::: PAGE EXTRACT :::

4.6 Access of Independent Accountants of the Trust. Upon
request of the Trust, the Custodian will use its best reasonable efforts to
arrange for the independent accountants of the Trust to be afforded access to
the books and records of any Foreign Custodian insofar as such books and
records relate to the custody by any such Foreign Custodian of assets of the
Trust.
4.7 Transactions in Foreign Custody Accounts. Upon receipt of
Proper Instructions, the Custodian shall instruct the appropriate Foreign
Custodian to transfer, exchange or deliver Foreign Securities owned by the
Trust, but, except to the extent explicitly provided herein, only in any of
the cases specified in Subsection 3.2. Upon receipt of Proper Instructions,
the Custodian shall pay out or instruct the appropriate Foreign Custodian to
pay out monies of the Trust in any of the cases specified in Subsection 3.6.

::: DATA EXTRACT :::

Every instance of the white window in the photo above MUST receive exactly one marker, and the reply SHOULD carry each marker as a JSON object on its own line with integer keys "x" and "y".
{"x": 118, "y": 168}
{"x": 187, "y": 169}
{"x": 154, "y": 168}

:::

» **STATED TASK 1**: Reproduce the passage of the custody agreement extract between "4.7 Transactions in" and "in Subsection 3.6.", inclusive.
» **STATED TASK 2**: In the custody agreement extract, which subsection specifies the cases in which the Custodian pays out monies of the Trust or instructs a Foreign Custodian to do so?

» **WRITTEN REPLY 1**:
4.7 Transactions in Foreign Custody Accounts. Upon receipt of
Proper Instructions, the Custodian shall instruct the appropriate Foreign
Custodian to transfer, exchange or deliver Foreign Securities owned by the
Trust, but, except to the extent explicitly provided herein, only in any of
the cases specified in Subsection 3.2. Upon receipt of Proper Instructions,
the Custodian shall pay out or instruct the appropriate Foreign Custodian to
pay out monies of the Trust in any of the cases specified in Subsection 3.6.

» **WRITTEN REPLY 2**: Subsection 3.6